SOURCE MATERIAL:
^^^^^^^^^^^^^^^^

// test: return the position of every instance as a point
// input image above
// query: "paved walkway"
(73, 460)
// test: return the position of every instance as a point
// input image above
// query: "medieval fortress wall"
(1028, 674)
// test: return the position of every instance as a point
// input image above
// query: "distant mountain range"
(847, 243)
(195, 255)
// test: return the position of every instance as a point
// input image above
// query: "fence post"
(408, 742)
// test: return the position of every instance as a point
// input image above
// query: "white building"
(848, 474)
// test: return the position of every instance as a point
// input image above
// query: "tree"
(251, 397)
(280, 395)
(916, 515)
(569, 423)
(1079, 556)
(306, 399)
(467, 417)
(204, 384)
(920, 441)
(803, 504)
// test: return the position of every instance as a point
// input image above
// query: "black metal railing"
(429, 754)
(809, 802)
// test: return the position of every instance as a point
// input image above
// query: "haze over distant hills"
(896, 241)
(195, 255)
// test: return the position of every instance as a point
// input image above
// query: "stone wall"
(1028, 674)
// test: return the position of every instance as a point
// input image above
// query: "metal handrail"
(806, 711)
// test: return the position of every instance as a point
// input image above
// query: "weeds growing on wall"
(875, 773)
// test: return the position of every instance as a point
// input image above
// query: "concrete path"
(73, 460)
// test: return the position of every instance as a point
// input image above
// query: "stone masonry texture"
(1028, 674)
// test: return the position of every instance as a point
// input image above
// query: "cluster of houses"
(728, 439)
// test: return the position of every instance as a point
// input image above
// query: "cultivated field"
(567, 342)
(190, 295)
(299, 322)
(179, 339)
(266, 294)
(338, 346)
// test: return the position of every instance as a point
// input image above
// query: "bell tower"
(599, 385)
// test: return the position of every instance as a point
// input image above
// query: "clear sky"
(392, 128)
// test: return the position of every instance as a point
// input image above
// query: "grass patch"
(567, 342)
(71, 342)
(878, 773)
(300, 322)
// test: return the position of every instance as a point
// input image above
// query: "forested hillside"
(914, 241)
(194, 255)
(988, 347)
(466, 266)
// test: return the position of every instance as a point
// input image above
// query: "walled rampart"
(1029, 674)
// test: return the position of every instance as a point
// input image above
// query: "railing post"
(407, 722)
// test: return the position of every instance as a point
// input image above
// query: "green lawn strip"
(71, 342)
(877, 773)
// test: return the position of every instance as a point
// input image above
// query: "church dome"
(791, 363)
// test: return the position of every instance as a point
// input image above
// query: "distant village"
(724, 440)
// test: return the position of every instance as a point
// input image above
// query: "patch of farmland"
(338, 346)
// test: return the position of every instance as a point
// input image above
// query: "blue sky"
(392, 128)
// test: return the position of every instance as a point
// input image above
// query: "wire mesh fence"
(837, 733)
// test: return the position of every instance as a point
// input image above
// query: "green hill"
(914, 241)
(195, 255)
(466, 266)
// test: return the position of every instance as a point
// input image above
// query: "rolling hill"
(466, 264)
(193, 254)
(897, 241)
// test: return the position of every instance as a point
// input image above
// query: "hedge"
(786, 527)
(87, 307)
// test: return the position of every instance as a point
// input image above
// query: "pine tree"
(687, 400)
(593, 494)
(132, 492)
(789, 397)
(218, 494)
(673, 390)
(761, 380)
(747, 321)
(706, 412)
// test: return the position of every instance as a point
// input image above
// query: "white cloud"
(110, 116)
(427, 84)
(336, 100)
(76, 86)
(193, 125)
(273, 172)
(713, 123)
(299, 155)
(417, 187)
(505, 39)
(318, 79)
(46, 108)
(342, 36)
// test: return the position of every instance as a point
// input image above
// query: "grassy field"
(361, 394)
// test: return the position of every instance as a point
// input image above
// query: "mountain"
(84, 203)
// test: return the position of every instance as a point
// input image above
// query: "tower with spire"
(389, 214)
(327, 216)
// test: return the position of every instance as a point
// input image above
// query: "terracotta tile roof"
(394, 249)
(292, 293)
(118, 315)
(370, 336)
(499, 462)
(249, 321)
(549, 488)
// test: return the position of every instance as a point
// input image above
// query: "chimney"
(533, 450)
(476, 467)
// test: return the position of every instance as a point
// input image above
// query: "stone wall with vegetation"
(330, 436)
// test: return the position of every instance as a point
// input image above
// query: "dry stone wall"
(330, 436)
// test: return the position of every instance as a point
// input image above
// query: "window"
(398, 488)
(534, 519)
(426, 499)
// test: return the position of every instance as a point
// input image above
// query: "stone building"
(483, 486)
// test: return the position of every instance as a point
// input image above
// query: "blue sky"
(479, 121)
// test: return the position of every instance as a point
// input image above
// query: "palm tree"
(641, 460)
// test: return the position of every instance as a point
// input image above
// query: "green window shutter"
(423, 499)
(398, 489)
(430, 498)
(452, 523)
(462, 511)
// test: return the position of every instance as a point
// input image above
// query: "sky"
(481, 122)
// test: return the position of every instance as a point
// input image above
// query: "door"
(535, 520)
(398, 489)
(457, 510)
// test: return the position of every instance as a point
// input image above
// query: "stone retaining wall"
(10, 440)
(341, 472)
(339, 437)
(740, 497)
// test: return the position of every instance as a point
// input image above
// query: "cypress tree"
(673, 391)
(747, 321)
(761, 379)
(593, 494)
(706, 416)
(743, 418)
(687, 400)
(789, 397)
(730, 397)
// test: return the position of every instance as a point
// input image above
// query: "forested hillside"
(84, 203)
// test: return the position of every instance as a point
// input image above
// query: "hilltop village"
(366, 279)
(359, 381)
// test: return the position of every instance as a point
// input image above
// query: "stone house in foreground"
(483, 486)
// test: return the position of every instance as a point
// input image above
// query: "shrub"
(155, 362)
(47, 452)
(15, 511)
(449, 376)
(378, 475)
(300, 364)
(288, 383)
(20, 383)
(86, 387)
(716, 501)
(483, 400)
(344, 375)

^^^^^^^^^^^^^^^^

DIRECTIVE:
Can you gather every line from the entries above that contains the word "white"?

TASK ANSWER:
// query: "white building"
// query: "white cloud"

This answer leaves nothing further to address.